# [Document extract]
There’s a reason that in 2003, The Onion poked fun at the band and its fans writing 37 Record-Store Clerks Feared Dead In Yo La Tengo Concert Disaster. While the band might possibly disagree with this assessment, they’ve been avatars of indie rock record nerds for decades now and as a result, their catalog is even more seemingly impenetrable. But fear not! Yo La Tengo’s catalog is actually extremely accessible. Even with the sheer number of full-lengths, compilations, soundtracks, covers, and oddities, there’s actually never been a dud. Every album has its charms and while diving in seems like a herculean task, Noisey is here to give you a basic introduction to one of indie rock’s most respected acts. While there’s a good-to-great chance your favorite Yo La Tengo song or anecdote is not included in this round up, every gateway to the band is different thanks to so many charming songs, stories, and shows the band has given us this since 1984.
So you want to get into: Catchy Guitar-Pop Yo La Tengo
One way to get into Yo La Tengo is to dive into the middle of the band’s career and work in either direction from there, starting with arguably the band’s two most critically-acclaimed LPs in 1997’s I Can Hear The Heart Beating As One or 2000’s And Then Nothing Turned Itself Inside-Out. While that’s solid advice as those albums show the band at the peak of their powers, there’s a special charm in first checking out the band’s bread-and-butter: expertly constructed and concise pop songs disguised as straightforward rockers.
Though Yo La Tengo have gone through over a dozen bassists, several ups-and-downs, sonic experiments, and over three decades together as a band, there’s still a line connecting their 1986 debut Ride The Tiger opener “The Cone of Silence” to “For You Too,” their driving recent single off There’s A Riot Going On. While Kaplan’s considerably a much stronger songwriter and a much more confident guitar player, both songs combine memorable melodies with knotty and jangly riffs. Hardcore fans of bands like NRBQ, their NYC-friends The dBs, and New Jersey compatriots The Feelies, there’s a similar buoyant energy to so many of Yo La Tengo’s offerings.
It’s a winning combination on so many of Yo La Tengo’s best songs, from the shoegaze-inflected squall of 1993’s Painful highlight “From A Motel 6” to perhaps their most instantly accessible song 1995’s Electr-o-pura cut “Tom Courtenay” or the fuzzed out banger “Sugarcube” off I Can Hear The Heart…Elsewhere, early rippers like “Barnaby, Hardly Working,” “Drug Test,” and “Upside-Down” nestle in nicely with the latter day bops like the Hubley-led “Madeline” and the understated gem “Well You Better” from 2013’s Fade.

# [Information]
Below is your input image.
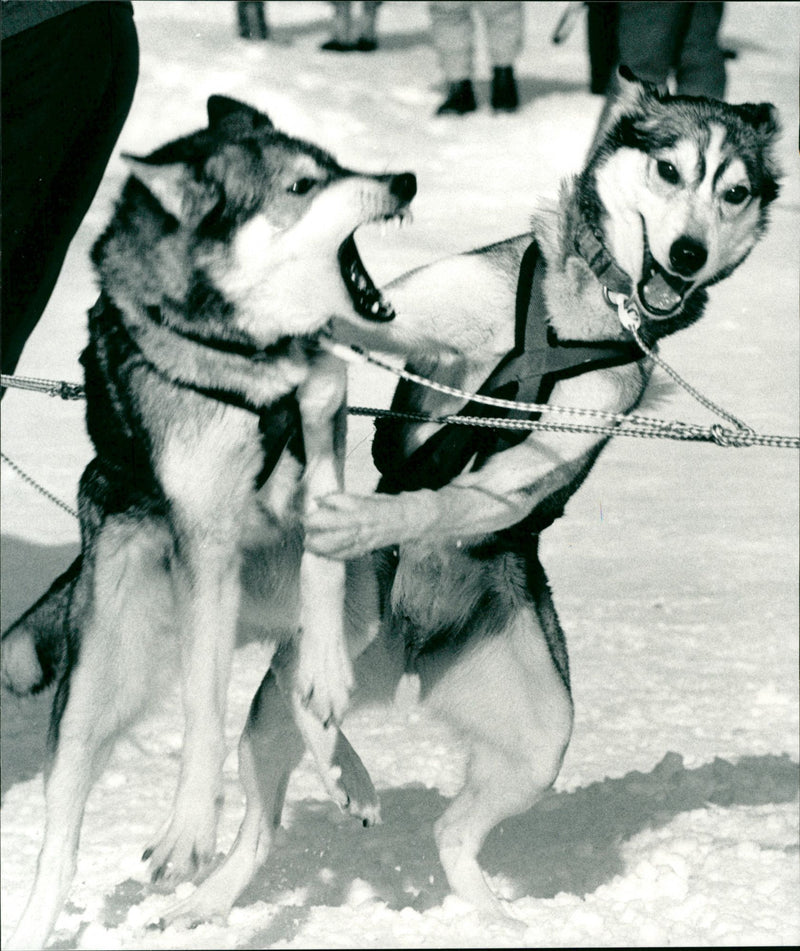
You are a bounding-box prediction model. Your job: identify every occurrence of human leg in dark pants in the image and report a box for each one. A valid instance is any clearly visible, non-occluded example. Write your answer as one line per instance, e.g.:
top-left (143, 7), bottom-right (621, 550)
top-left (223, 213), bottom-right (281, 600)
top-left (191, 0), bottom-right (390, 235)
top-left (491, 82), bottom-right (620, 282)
top-left (2, 3), bottom-right (139, 373)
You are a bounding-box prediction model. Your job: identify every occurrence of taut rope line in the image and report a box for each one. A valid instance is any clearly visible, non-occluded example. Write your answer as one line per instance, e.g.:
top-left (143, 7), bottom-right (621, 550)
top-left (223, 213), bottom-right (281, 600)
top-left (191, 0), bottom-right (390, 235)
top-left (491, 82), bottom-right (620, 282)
top-left (0, 324), bottom-right (800, 518)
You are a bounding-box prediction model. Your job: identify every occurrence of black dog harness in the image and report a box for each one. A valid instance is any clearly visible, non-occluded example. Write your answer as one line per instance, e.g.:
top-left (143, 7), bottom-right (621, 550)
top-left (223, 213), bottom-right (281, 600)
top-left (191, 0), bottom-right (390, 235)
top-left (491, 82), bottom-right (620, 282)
top-left (373, 241), bottom-right (644, 494)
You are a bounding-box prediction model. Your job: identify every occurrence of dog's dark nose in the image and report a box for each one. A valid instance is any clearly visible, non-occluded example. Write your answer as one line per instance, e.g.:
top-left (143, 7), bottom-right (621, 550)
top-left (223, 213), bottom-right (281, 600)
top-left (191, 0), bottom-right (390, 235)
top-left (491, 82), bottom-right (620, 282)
top-left (389, 172), bottom-right (417, 201)
top-left (669, 235), bottom-right (708, 277)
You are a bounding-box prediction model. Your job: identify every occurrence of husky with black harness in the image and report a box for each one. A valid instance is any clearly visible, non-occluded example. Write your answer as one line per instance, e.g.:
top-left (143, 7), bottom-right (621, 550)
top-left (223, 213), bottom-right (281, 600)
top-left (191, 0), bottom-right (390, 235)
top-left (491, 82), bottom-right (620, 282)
top-left (3, 96), bottom-right (416, 949)
top-left (158, 69), bottom-right (777, 920)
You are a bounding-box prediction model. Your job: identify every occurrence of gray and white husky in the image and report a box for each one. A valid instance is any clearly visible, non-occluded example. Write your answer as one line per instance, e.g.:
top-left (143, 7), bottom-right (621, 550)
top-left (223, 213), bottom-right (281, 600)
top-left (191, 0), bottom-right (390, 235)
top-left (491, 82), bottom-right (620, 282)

# [The problem]
Could you carry on the Yo La Tengo introduction above, starting right after its final sentence?

# [Answer area]
Playlist: “Ohm” / “From A Motel 6” / “The Cone of Silence” / “Tom Courtenay” / “Upside-Down” / “Sugarcube” / “Double Dare” / “Barnaby, Hardly Working” / “Drug Test” / “Madeline” / “Little Eyes” / “The Summer” / “Nothing To Hide” / “Well You Better” / “For You Too”
So you want to get into: Hushed and Subdued Yo La Tengo?
Yo La Tengo is at its best when the amps are turned down and the songs occupy quieter territory. When the band released their fourth album Fakebook in 1990, they added a folk-rock gloss over their scrappy brand of indie rock, sprinkling in acoustic-led originals like “Did I Tell You” alongside covers by The Kinks, Cat Stevens, NRBQ, and more. It marked a new direction that the band would explore more in-depth on the 11 albums to come.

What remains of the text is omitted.